ARTICLE:
— START —
# Article:



## Chops

_*The Kings That Could've Been.....*_


Jason Terry (KC) www.basketballboards.net writer

July 14, 2002


Crack! That was the sound of Mike Bibby's nose popping after he received a quick elbow from Kobe Bryant at the end of game 6 of the Western Conference Finals.  No, this wasn't an accident and no, this wasn't your typical referee no call. This was about man-hood. As Bibby lay disoriented on the hardwood, many Kings fans knew that the little respect their team had earned, and the toughness that they had displayed against the defending world champions was not good enough. The Kings had failed to garner respect from a certain, special team. No, not the Lakers---- the officials.
----------------------------------------

*Game 1:*

The Kings and the Lakers got set for a rematch after the massacre that was playoffs 2001. The Kings fresh off of their round 1 win over the Dallas Mavericks took center stage at the Arco arena. They worked all season for this moment. For the chance to perform their trademark dance in front of their crowd against the Los Angeles Lakers. The Kings came in with a newfound confidence and the Lakers came in without an aura that had been wounded after an anti-climatic series versus the San Antonio Spurs. As the game began, the crowd waited to explode. They were waiting for a glimpse of hope. Something that could get them to say, "Hey, we can beat these guys!" That moment never came. The Lakers came out sharp and took a huge first quarter lead. Each rally the Kings put together came up short. The Lakers would not be denied. Even though they received second-class treatment from the officials, the Kings were in no position to complain. They were outplayed. However, it would be the only game in the series that the Lakers actually "beat" the Kings.
— END —
DATA PROVIDED:
— START —
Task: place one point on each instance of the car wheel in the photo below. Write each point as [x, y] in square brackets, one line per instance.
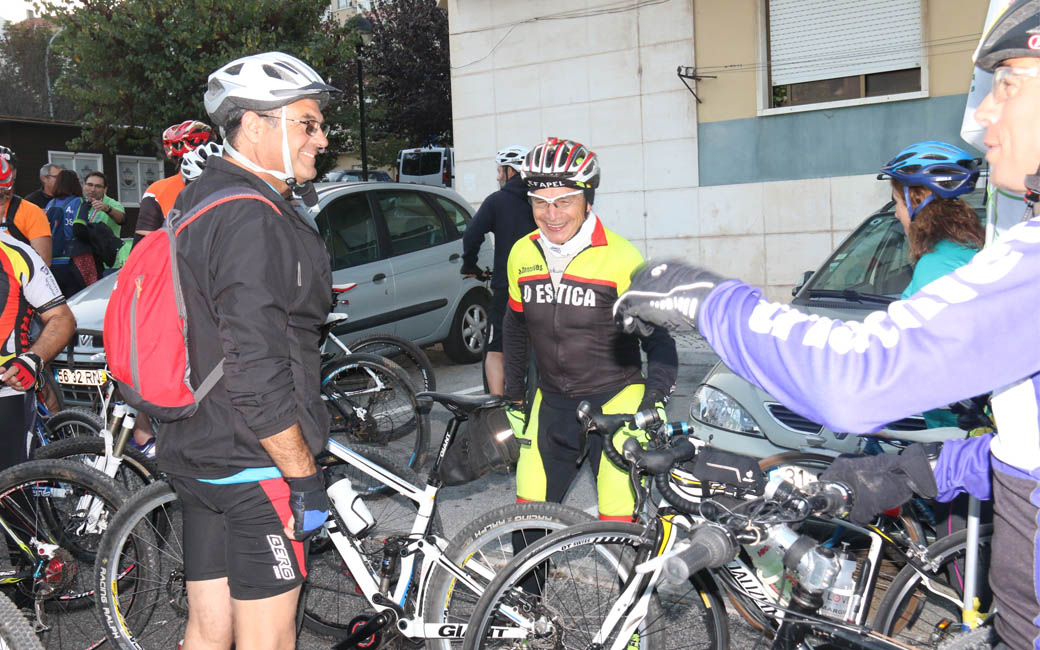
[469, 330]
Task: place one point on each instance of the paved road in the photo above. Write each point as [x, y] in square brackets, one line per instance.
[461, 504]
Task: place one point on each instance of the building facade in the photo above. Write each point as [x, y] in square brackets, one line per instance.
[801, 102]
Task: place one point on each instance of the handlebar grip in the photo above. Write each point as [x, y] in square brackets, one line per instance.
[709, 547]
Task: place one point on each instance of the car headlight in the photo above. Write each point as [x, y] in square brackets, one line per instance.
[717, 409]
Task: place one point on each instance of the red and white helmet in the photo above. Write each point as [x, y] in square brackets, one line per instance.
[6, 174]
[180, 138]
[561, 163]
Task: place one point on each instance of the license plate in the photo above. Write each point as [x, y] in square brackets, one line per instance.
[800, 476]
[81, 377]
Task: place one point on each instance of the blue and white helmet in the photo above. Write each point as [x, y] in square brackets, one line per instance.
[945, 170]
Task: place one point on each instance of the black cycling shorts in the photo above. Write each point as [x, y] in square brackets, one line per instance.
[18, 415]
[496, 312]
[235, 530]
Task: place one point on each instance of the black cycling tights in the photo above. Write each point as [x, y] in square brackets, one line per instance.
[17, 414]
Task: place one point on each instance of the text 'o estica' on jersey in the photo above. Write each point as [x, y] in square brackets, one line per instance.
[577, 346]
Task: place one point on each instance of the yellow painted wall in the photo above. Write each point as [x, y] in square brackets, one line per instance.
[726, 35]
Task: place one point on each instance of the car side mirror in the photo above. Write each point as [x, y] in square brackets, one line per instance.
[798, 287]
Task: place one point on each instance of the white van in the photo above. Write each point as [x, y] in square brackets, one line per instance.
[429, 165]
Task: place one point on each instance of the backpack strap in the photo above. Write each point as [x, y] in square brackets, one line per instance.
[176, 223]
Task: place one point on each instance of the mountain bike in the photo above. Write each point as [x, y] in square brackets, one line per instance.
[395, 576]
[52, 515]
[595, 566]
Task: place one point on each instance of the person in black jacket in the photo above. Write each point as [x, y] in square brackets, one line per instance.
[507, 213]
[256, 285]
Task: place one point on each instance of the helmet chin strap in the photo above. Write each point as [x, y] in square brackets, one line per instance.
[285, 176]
— END —
— START —
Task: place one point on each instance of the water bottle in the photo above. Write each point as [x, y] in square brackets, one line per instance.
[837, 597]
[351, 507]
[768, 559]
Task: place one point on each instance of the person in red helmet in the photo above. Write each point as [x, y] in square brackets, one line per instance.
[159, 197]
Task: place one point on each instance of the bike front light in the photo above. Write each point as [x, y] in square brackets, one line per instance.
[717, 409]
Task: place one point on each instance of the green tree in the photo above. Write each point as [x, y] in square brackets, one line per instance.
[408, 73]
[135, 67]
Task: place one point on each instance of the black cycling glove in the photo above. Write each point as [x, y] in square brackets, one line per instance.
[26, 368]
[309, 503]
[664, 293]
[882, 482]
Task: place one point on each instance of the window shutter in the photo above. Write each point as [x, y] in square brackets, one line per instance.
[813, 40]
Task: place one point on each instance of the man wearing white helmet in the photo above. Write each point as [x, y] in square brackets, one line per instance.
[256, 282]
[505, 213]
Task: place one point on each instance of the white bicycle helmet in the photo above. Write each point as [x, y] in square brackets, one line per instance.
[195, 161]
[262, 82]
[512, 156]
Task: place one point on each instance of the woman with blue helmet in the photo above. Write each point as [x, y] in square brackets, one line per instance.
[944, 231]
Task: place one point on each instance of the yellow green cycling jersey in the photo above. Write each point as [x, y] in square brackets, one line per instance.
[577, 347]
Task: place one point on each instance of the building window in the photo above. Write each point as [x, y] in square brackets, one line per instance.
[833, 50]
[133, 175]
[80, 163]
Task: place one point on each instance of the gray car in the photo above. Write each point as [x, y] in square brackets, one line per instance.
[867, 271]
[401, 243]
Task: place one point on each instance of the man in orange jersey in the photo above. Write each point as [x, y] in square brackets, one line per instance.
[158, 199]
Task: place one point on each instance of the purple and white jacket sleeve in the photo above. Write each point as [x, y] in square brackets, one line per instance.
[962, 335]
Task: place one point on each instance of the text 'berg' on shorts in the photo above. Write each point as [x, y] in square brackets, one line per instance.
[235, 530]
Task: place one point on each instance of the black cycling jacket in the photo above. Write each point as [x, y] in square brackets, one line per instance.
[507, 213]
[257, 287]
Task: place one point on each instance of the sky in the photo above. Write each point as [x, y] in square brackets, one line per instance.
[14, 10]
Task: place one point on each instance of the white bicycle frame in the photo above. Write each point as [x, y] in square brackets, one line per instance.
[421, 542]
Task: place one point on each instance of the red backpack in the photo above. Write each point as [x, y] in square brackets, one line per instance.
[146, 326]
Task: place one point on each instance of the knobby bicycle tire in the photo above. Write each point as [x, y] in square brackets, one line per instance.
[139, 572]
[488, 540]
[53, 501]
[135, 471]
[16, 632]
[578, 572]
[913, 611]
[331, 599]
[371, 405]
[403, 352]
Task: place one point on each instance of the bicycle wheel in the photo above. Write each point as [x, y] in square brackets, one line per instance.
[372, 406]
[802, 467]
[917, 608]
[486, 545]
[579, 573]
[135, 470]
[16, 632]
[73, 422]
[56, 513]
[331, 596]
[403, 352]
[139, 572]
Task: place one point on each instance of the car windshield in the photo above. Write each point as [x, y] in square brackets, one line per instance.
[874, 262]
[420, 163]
— END —
— START —
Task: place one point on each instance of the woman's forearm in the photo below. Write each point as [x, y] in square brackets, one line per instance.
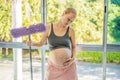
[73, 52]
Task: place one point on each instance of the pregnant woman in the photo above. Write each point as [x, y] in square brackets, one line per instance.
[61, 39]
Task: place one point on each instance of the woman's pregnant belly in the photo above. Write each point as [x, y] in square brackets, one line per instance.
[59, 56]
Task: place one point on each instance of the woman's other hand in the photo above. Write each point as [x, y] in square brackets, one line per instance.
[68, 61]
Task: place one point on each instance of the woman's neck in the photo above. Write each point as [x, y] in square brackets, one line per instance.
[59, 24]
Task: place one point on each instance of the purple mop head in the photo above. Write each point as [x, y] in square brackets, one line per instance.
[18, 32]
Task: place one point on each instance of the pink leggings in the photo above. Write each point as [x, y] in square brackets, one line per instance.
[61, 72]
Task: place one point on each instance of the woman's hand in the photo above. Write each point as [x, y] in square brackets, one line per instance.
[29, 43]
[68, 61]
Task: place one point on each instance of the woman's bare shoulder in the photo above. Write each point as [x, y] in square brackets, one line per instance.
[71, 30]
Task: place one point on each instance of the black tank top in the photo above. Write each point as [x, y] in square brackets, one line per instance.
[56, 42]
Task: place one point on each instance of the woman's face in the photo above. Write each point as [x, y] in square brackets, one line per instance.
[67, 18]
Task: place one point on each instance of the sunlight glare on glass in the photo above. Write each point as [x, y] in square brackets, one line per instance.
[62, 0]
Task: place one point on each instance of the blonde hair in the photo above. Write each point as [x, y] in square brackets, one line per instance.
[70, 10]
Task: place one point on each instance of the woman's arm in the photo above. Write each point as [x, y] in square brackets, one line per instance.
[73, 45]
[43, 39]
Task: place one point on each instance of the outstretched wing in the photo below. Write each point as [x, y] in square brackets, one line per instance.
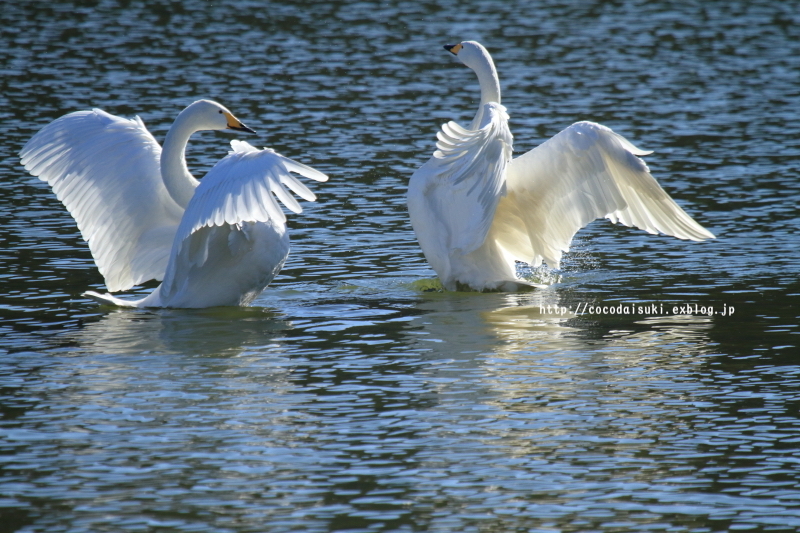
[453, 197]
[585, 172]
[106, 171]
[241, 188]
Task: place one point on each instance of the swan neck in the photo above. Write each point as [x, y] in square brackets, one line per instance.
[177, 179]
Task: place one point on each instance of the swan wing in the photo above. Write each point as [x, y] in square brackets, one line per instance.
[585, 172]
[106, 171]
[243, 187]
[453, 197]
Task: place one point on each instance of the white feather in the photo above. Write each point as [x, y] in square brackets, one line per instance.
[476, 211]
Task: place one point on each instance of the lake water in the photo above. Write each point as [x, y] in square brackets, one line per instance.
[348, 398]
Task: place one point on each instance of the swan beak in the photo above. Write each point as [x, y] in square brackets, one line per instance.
— END —
PROBLEM DETAILS: Reproduce the passage of the Kings article from "Jason Terry (KC)" to "Lakers---- the officials.", word for word.

ANSWER IN FULL:
Jason Terry (KC) www.basketballboards.net writer

July 14, 2002


Crack! That was the sound of Mike Bibby's nose popping after he received a quick elbow from Kobe Bryant at the end of game 6 of the Western Conference Finals.  No, this wasn't an accident and no, this wasn't your typical referee no call. This was about man-hood. As Bibby lay disoriented on the hardwood, many Kings fans knew that the little respect their team had earned, and the toughness that they had displayed against the defending world champions was not good enough. The Kings had failed to garner respect from a certain, special team. No, not the Lakers---- the officials.